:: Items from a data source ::
>>>>>
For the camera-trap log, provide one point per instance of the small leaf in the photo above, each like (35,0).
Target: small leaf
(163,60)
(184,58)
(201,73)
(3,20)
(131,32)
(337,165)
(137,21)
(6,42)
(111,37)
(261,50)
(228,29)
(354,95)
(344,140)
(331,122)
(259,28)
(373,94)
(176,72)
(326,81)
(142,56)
<<<<<
:: Task brief ::
None of the records may be omitted or altered when they are given again.

:: Exercise response ::
For the camera-trap log, provide one point per instance of the small leaf in the photo above, each like (35,0).
Target: small leaf
(163,60)
(184,58)
(201,73)
(3,20)
(131,32)
(337,165)
(137,21)
(6,42)
(111,37)
(261,50)
(228,29)
(354,95)
(344,140)
(331,122)
(259,28)
(373,94)
(176,72)
(326,81)
(142,56)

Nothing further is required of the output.